------ Extracted text ------

Investors continue to be nervous about the sustainability of the recovery. Many financial institutions still need to be supported and governments across the developed world face tough decisions as they look to reduce their fiscal deficits. However, double dip recessions are rare and all but the worst of investors' fears would appear to be already discounted in share prices: the FTSE 250 index currently trades on a 12 month forward P/E ratio of approximately 11.9x, (a 15% discount to its 10 year average) and its prospective dividend yield of 3.2% compares favourably with the yield currently available on cash. We expect mid cap companies to continue to increase dividend payments to shareholders.

 

Although the macro economic environment is likely to remain difficult, volatile markets will present us with many opportunities. We view the year ahead with cautious optimism.

 

Jane Lennard

William Meadon                                                                               

Investment Managers                                                                                                  22nd September 2010

 

Principal Risks 

 

With the assistance of the Manager, the Board has drawn up a risk matrix which identifies the key risks to the Company. These key risks fall broadly under the following categories:

 

Investment and Strategy: An inappropriate investment strategy, for example asset allocation or the level of gearing, may lead to under-performance against the Company's benchmark index and peer companies, resulting in the Company's shares trading on a wider discount. The Board manages these risks by diversification of investments through its investment restrictions and guidelines which are monitored and reported. JPMAM provides the Directors with timely and accurate management information, including performance data and attribution analyses, revenue estimates, liquidity reports and shareholder analyses. The Board monitors the implementation and results of the investment process with the Investment Managers, who attend all Board meetings, and reviews data which shows statistical measures of the Company's risk profile. The Investment Managers employ the Company's gearing tactically, within a strategic range set by the Board. The Board holds a separate meeting devoted to strategy each year.

 

•Financial: The Company is exposed to market risk, liquidity risk and credit risk. The principal financial risk facing the Company is market risk arising from uncertainty about the future prices of the Company's investments. It represents the potential loss the Company might suffer through holding investments in the face of negative market movements. The Board considers asset allocation, stock selection and levels of gearing on a regular basis and has set investment restrictions and guidelines which are monitored and reported on by JPMAM. The Board monitors the implementation and results of the investment process with the Investment Managers.

------ Dataset content ------

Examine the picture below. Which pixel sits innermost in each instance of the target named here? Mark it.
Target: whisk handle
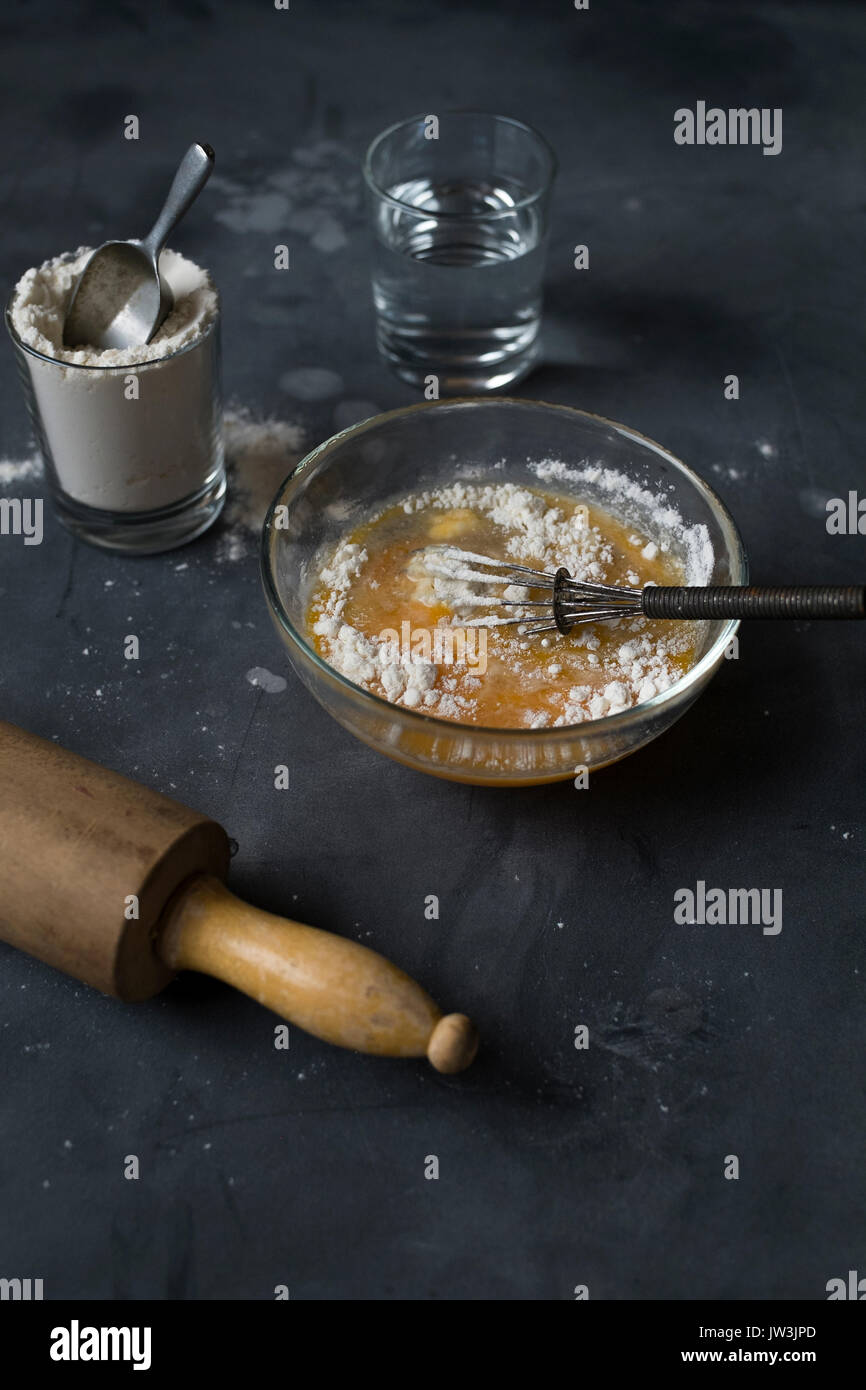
(809, 601)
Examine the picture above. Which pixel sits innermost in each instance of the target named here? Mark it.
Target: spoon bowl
(121, 299)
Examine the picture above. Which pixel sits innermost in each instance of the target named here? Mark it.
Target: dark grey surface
(264, 1168)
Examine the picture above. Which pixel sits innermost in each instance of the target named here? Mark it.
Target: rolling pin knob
(452, 1044)
(328, 986)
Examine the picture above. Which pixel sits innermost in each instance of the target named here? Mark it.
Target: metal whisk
(569, 602)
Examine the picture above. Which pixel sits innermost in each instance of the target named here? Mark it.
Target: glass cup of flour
(131, 438)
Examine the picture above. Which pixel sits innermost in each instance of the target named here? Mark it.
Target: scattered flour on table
(266, 680)
(259, 455)
(641, 666)
(20, 470)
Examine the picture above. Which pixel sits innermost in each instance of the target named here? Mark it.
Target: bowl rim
(449, 726)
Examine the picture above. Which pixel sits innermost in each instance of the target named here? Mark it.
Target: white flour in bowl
(595, 672)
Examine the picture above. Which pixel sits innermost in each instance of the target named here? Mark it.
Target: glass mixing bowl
(488, 439)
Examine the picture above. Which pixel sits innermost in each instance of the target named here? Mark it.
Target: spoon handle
(804, 602)
(193, 173)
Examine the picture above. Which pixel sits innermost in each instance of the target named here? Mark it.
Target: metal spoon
(121, 300)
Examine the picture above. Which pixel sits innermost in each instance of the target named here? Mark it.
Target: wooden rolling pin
(118, 886)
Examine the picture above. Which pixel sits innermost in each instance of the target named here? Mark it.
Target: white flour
(41, 298)
(20, 470)
(118, 446)
(260, 455)
(641, 666)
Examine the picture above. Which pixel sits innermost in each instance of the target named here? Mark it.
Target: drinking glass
(459, 206)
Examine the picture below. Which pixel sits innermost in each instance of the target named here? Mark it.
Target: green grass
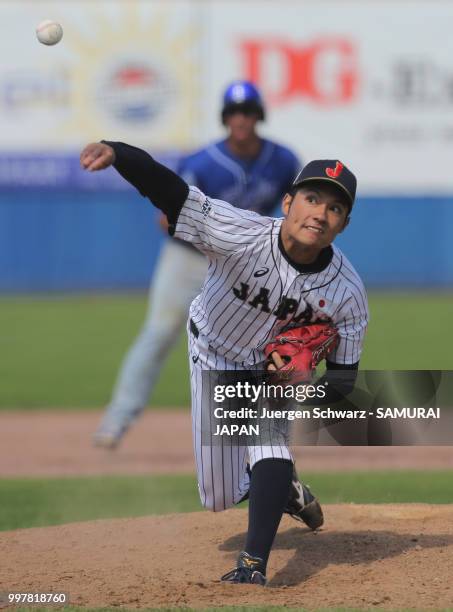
(33, 502)
(66, 351)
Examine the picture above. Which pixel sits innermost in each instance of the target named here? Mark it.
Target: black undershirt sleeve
(165, 189)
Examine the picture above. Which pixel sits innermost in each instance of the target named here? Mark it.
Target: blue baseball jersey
(256, 184)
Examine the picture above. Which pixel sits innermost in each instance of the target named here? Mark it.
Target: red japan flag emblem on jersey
(335, 172)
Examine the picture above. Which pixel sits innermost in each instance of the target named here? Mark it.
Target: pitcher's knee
(214, 502)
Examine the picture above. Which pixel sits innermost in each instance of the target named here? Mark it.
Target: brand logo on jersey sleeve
(206, 207)
(261, 272)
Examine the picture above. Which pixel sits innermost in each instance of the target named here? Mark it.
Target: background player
(244, 169)
(302, 278)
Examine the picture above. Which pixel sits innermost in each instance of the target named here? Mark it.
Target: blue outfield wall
(58, 240)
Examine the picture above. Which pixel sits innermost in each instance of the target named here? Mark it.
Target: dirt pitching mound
(397, 556)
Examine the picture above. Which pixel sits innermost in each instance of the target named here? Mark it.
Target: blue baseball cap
(242, 96)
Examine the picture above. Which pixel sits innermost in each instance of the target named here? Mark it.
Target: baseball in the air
(49, 32)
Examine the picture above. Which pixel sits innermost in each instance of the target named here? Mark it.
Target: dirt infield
(58, 443)
(367, 556)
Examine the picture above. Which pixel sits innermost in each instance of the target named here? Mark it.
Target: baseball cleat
(249, 570)
(303, 506)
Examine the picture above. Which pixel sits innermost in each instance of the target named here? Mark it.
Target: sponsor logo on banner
(24, 91)
(127, 71)
(135, 91)
(323, 71)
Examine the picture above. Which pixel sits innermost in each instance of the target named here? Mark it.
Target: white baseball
(49, 32)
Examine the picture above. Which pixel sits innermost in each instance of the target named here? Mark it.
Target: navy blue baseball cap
(243, 96)
(332, 171)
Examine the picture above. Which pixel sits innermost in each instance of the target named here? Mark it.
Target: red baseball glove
(292, 356)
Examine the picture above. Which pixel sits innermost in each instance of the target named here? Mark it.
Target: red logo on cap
(335, 172)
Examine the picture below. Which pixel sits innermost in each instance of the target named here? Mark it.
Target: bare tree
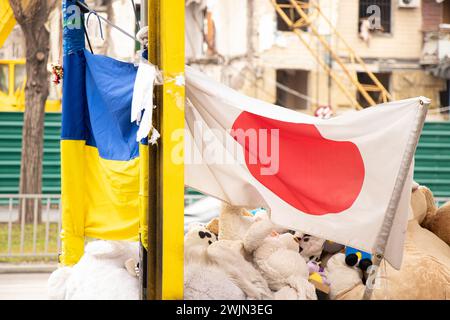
(32, 16)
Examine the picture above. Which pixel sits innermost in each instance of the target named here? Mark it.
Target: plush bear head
(424, 209)
(422, 203)
(310, 247)
(196, 242)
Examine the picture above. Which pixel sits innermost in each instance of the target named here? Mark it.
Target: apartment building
(406, 49)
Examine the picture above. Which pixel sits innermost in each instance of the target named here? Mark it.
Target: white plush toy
(99, 275)
(218, 270)
(310, 247)
(342, 277)
(277, 258)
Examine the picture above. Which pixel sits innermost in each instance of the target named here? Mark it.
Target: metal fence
(39, 237)
(36, 237)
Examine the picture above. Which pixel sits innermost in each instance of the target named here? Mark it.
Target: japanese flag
(329, 178)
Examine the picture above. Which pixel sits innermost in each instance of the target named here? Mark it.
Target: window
(4, 78)
(291, 13)
(296, 80)
(364, 79)
(366, 12)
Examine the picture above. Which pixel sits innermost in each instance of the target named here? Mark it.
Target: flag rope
(385, 230)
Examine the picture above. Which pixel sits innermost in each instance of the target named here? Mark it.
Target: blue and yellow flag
(100, 169)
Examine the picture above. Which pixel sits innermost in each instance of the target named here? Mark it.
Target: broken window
(378, 12)
(372, 90)
(292, 89)
(291, 12)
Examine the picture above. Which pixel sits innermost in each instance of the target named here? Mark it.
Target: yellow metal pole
(166, 185)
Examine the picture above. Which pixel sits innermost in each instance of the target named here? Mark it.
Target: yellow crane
(299, 16)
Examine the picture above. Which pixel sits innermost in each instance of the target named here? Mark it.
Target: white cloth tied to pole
(142, 104)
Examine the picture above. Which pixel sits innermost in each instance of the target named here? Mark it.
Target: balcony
(436, 47)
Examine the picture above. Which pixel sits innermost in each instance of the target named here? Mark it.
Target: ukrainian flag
(100, 168)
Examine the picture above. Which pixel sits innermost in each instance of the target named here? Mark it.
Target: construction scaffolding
(299, 17)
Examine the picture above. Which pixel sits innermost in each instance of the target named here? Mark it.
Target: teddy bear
(425, 271)
(217, 269)
(437, 220)
(101, 274)
(277, 258)
(310, 247)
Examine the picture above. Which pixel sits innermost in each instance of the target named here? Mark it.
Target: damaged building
(314, 61)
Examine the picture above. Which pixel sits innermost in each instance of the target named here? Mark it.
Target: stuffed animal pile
(425, 271)
(105, 272)
(240, 255)
(281, 264)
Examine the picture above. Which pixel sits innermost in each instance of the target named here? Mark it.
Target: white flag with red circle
(332, 178)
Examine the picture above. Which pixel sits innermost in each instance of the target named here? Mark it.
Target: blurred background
(322, 58)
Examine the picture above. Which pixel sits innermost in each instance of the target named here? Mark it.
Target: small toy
(57, 72)
(355, 257)
(318, 278)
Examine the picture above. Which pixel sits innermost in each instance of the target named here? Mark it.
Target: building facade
(406, 48)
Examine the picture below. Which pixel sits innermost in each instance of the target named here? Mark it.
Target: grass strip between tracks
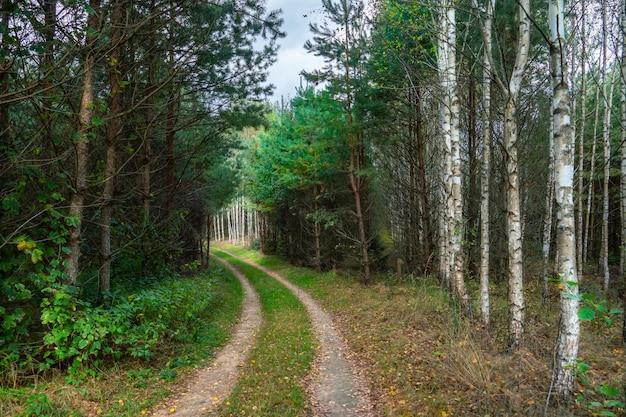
(271, 383)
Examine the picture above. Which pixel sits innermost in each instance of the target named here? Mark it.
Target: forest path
(211, 385)
(336, 389)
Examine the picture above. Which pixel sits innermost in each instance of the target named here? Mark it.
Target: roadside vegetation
(174, 327)
(272, 383)
(422, 359)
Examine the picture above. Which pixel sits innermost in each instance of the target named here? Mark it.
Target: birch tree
(622, 257)
(452, 174)
(607, 82)
(514, 218)
(564, 144)
(581, 143)
(485, 241)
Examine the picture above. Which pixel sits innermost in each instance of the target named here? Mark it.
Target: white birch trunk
(443, 56)
(514, 219)
(564, 144)
(457, 224)
(485, 244)
(622, 257)
(606, 145)
(581, 141)
(547, 221)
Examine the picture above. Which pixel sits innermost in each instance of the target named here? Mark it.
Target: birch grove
(452, 175)
(564, 145)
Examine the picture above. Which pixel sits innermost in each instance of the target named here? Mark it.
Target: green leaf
(586, 314)
(36, 256)
(609, 391)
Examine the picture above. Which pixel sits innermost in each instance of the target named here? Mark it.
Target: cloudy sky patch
(292, 57)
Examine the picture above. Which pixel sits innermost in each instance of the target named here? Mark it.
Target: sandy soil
(336, 387)
(211, 385)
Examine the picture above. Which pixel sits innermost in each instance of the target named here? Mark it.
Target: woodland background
(467, 139)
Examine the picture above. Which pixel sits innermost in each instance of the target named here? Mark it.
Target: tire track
(213, 384)
(336, 388)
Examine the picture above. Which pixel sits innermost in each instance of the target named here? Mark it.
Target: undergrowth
(271, 383)
(422, 359)
(124, 357)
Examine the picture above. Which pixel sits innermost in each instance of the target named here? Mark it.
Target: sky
(292, 57)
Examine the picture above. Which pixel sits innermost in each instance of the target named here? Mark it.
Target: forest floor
(325, 345)
(336, 389)
(207, 388)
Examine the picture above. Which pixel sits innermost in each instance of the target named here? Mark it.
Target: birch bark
(485, 241)
(622, 257)
(514, 219)
(564, 144)
(606, 146)
(581, 142)
(453, 162)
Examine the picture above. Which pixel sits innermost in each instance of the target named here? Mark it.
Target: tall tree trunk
(50, 16)
(147, 139)
(5, 67)
(581, 142)
(622, 257)
(357, 182)
(547, 221)
(317, 229)
(81, 144)
(564, 144)
(514, 219)
(606, 145)
(592, 170)
(425, 217)
(115, 126)
(451, 132)
(485, 241)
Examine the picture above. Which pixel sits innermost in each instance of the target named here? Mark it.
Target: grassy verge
(421, 359)
(129, 387)
(272, 381)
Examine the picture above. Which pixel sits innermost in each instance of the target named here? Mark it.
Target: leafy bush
(80, 336)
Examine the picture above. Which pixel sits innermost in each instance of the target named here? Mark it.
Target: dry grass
(422, 360)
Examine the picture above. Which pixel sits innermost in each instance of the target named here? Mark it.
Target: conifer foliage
(114, 139)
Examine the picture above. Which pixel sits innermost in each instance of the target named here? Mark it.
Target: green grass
(272, 380)
(129, 387)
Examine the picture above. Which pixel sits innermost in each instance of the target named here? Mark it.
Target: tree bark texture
(514, 218)
(454, 167)
(564, 144)
(485, 241)
(81, 144)
(115, 126)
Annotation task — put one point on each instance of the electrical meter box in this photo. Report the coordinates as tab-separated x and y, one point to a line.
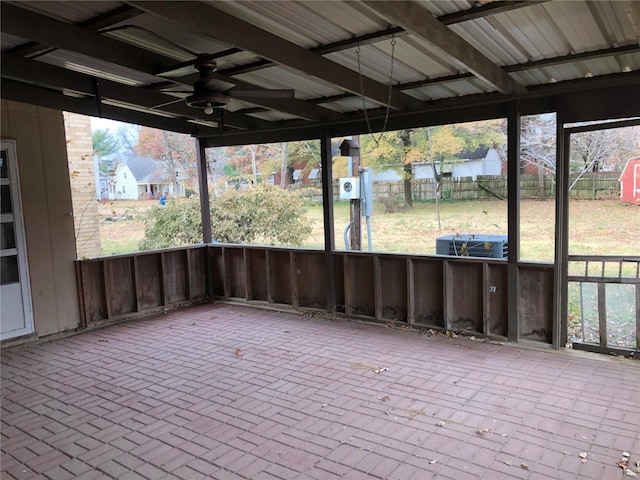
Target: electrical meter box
349	188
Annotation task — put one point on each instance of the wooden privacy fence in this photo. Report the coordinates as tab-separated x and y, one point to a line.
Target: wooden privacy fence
450	293
590	186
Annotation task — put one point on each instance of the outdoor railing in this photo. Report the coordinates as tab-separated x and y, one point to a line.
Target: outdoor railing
604	303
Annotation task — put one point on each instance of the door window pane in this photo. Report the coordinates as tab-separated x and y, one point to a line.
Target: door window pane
9	270
4	166
7	236
5	199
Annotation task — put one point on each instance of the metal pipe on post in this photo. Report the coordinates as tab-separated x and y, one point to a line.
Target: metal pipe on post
203	183
513	213
327	209
355	207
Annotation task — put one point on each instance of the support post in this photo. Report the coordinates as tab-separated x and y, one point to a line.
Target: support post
203	183
513	204
327	210
559	319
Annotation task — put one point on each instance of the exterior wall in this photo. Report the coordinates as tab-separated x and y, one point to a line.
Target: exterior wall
83	177
126	184
47	209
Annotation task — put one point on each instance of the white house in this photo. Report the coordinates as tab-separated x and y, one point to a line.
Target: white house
482	161
141	177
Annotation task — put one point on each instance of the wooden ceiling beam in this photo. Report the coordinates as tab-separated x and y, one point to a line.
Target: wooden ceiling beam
21	92
447	44
213	23
117	15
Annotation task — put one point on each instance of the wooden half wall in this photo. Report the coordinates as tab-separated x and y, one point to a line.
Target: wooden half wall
445	293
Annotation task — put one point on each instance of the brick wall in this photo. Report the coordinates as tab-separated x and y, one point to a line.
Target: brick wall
83	188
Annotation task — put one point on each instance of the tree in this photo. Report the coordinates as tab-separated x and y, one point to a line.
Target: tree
261	214
104	142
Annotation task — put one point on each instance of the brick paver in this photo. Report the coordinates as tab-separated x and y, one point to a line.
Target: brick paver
223	391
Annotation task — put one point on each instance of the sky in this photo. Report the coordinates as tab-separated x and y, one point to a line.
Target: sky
103	124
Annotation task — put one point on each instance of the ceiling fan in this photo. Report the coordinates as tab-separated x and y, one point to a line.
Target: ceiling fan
206	96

------

> Required work:
1. What prospective dividend yield does the investment report give for the FTSE 250 index?
2. Carry on the investment report from its final sentence.
The data comes from a different source than the investment report.

> Results of the exercise:
1. 3.2%

2.
 

•Accounting, Legal and Regulatory: In order to qualify as an investment trust, the Company must comply with Section 1158 of the Income and Corporation Tax Act 2010 ('Section 1158'). Details of the Company's approval are given under "Business of the Company" above. Should the Company breach Section 1158, it may lose investment trust status and as a consequence capital gains within the Company's portfolio would be subject to Capital Gains Tax. The Section 1158 qualification criteria are continually monitored by JPMAM and the results reported to the Board each month. The Company must also comply with the provisions of the Companies Act 2006 and, as its shares are listed on the London Stock Exchange, the UKLA Listing Rules. A breach of the Companies Act could result in the Company and/or the Directors being fined or the subject of criminal proceedings. A breach of the UKLA Listing Rules may result in the Company's shares being suspended from listing which in turn would breach Section 1158. The Board relies on the services of its Company Secretary, JPMAM, and its professional advisers to ensure compliance with the Companies Act 2006 and the UKLA Listing Rules.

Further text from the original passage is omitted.